Description of the task → Collect every line in the entries below that contains the string "wedge", copying each line whole. Case counts when matching.

Supplied records →

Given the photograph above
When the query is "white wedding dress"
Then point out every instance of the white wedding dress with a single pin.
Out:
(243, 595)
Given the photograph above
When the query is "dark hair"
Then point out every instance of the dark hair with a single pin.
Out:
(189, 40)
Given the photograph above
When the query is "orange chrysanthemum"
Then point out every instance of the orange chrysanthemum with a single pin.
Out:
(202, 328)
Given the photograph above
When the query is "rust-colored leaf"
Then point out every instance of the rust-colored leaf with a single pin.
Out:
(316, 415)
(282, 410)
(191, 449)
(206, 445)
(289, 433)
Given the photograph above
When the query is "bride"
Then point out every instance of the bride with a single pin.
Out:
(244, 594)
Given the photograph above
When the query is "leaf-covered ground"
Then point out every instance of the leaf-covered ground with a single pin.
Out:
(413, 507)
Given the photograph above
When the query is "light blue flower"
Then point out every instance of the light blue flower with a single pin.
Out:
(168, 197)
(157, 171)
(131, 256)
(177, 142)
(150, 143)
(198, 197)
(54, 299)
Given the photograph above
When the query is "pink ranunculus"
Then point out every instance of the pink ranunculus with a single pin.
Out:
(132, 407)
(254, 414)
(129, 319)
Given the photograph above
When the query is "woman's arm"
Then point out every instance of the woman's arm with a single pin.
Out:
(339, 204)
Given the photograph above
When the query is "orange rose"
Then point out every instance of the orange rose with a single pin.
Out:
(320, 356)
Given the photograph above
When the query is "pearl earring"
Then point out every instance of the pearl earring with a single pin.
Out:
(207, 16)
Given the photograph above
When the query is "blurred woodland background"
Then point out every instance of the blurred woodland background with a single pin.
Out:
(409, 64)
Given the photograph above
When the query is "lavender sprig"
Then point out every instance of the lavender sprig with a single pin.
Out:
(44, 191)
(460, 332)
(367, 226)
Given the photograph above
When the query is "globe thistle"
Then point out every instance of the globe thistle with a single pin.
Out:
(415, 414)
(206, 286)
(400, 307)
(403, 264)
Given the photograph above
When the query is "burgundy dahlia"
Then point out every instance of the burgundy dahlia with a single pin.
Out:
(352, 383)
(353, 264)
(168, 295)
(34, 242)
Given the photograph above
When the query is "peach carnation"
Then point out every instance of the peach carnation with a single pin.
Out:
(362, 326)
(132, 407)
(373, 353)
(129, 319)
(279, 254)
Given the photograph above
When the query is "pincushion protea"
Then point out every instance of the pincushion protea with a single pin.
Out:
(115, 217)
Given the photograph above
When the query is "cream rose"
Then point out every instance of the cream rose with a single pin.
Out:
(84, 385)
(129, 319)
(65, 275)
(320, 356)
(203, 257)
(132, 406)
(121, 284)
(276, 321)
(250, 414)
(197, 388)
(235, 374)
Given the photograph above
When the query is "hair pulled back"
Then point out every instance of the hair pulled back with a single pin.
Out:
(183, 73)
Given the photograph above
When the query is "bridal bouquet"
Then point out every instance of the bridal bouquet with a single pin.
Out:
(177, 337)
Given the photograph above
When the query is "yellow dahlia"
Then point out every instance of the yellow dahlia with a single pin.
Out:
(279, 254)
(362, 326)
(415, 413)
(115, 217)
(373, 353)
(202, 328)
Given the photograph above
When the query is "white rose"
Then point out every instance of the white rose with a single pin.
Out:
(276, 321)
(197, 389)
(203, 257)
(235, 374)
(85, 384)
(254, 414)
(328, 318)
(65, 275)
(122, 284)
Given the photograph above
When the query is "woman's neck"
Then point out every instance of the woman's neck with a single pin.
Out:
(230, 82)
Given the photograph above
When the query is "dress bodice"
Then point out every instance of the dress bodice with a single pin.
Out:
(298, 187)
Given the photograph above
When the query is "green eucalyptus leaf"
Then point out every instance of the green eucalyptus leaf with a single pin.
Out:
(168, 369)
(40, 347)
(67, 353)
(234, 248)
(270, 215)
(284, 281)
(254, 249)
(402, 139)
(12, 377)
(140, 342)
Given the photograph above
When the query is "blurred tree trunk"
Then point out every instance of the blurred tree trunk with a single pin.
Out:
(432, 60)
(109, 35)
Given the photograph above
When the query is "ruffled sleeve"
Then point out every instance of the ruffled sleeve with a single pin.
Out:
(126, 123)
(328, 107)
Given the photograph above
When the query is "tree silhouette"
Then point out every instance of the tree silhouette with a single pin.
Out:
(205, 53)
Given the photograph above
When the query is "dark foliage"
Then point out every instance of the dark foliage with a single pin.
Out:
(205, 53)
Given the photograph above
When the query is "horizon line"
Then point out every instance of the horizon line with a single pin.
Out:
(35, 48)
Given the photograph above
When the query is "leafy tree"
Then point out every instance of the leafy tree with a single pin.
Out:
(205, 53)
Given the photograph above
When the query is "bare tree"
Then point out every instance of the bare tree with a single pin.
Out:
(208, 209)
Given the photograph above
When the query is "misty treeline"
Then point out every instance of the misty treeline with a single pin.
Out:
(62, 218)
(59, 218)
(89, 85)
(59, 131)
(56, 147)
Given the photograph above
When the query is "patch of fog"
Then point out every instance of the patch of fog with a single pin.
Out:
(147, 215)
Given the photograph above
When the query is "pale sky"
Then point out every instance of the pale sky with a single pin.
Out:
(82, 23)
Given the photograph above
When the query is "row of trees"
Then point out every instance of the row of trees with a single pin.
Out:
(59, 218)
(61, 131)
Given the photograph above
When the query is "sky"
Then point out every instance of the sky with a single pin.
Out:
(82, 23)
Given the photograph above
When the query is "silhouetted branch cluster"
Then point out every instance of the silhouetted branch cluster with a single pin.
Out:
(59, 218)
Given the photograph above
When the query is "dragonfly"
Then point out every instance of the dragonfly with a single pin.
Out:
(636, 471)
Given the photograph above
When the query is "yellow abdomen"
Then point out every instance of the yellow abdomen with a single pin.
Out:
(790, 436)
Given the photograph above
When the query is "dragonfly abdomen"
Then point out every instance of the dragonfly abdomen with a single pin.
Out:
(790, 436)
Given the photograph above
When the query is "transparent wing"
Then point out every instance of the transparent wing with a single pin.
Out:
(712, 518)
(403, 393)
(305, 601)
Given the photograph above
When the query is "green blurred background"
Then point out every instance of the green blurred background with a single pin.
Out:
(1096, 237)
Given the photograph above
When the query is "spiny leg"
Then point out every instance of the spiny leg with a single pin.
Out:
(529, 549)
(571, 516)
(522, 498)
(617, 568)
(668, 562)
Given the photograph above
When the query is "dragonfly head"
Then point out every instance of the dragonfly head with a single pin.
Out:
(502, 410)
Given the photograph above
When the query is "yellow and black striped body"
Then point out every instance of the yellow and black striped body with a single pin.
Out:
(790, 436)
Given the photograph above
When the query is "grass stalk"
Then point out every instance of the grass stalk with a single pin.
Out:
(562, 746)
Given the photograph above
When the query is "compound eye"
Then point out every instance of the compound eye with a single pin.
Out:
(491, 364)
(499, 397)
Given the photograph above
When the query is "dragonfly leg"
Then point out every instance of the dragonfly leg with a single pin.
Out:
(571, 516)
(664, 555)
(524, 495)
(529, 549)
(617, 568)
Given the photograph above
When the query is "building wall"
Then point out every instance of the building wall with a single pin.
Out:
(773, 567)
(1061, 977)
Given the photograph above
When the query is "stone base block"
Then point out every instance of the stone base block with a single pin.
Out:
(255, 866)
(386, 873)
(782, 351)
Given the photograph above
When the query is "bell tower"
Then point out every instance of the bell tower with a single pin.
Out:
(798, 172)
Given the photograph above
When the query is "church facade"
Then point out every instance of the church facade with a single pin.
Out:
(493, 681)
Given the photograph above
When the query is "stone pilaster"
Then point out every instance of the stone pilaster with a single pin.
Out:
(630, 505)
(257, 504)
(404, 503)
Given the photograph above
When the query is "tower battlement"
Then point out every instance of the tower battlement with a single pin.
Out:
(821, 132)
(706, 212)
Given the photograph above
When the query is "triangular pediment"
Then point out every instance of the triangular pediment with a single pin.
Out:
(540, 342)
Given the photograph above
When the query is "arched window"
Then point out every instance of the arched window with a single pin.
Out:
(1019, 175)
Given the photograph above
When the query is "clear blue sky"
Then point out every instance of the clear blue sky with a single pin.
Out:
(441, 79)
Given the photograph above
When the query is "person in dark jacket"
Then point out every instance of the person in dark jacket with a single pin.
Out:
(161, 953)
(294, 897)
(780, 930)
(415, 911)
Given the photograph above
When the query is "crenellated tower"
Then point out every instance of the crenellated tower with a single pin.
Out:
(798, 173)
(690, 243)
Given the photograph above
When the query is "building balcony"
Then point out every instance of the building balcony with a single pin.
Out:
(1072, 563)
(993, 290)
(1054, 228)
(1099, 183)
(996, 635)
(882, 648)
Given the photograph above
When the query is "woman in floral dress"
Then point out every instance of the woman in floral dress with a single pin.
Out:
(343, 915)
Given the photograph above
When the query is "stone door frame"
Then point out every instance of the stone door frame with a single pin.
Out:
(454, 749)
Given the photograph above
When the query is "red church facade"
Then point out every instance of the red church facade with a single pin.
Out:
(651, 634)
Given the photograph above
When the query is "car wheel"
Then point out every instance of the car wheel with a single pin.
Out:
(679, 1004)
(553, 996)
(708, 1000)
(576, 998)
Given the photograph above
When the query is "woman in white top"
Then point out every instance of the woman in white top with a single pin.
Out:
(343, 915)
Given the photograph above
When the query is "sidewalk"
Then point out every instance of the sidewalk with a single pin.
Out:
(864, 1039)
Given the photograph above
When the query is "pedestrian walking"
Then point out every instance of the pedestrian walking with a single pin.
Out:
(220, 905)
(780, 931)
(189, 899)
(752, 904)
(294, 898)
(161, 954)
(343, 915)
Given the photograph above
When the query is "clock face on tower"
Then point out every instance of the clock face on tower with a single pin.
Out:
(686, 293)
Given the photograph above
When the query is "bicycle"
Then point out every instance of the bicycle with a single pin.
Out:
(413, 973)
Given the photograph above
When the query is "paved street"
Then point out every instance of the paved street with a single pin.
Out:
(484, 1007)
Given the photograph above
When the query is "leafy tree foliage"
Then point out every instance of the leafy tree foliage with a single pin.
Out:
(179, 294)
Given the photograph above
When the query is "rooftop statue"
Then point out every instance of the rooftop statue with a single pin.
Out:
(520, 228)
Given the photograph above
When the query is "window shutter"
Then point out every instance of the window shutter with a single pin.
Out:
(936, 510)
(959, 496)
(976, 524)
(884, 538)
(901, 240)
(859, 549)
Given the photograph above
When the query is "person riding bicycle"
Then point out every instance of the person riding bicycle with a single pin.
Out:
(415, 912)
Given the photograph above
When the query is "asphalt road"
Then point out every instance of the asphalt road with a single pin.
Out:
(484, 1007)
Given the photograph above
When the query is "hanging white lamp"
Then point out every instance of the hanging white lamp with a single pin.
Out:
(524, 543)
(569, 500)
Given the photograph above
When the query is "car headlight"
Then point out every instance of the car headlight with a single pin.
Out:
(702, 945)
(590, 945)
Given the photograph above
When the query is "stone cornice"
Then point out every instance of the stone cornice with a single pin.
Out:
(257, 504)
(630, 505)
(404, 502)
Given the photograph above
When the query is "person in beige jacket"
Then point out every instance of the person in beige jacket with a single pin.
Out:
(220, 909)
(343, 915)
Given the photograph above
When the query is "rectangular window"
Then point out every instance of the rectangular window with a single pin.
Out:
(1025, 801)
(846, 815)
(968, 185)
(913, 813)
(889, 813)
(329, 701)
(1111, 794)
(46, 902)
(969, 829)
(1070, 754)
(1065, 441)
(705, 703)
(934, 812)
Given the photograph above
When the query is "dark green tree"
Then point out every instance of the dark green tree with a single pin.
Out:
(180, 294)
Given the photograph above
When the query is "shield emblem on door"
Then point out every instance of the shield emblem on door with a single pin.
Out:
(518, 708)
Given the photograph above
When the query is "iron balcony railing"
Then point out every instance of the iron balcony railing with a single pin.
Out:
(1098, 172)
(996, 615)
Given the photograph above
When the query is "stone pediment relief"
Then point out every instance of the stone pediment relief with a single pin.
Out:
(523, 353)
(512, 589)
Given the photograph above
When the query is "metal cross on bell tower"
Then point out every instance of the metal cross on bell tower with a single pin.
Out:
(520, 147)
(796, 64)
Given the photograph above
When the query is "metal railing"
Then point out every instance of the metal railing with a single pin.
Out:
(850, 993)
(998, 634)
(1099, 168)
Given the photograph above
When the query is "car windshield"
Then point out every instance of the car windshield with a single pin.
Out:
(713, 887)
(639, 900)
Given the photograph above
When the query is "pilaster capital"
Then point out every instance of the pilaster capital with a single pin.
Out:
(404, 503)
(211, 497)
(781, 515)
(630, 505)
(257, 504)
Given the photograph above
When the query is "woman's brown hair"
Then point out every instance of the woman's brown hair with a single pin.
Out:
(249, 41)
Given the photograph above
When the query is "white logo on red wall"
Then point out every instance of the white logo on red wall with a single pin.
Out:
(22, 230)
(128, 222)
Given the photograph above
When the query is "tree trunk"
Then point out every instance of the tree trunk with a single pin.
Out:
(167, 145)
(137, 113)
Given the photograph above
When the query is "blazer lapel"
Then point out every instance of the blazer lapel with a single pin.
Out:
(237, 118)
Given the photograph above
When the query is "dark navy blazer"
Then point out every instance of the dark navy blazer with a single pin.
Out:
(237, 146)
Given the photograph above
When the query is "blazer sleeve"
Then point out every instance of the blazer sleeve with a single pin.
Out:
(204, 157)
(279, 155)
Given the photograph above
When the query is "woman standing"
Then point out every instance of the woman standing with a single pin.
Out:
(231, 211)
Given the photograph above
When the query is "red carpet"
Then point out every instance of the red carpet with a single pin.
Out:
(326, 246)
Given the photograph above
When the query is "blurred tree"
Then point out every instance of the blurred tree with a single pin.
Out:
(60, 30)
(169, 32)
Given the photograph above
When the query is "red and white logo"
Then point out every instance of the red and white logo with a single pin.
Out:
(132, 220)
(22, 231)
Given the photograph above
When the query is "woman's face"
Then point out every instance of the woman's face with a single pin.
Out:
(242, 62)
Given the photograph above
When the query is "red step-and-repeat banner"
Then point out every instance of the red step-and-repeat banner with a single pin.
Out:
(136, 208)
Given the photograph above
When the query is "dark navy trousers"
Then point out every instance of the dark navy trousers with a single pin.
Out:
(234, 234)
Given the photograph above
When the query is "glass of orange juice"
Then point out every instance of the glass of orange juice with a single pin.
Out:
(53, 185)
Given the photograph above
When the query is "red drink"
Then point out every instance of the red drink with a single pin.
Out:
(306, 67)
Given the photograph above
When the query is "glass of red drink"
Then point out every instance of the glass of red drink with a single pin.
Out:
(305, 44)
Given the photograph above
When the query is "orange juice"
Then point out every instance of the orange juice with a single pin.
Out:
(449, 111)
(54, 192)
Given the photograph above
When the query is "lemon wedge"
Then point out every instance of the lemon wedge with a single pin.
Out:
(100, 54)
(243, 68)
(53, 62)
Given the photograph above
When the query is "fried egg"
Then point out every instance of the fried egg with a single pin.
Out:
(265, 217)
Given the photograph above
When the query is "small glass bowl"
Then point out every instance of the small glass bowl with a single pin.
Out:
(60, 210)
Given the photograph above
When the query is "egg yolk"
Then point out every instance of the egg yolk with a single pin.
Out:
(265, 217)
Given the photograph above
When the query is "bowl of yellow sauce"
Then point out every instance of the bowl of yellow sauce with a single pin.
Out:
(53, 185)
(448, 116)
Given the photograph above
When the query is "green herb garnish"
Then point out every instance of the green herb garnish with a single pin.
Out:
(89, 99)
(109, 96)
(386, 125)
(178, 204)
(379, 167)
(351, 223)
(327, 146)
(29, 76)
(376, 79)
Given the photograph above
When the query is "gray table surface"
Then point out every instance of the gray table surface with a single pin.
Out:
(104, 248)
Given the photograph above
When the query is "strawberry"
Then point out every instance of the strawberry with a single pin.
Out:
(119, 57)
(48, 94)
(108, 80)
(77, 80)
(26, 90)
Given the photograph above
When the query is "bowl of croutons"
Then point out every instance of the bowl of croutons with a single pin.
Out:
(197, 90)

Correct answer →
When the query is "lemon wedge"
Then point out every instance of the lemon wedge with a single pin.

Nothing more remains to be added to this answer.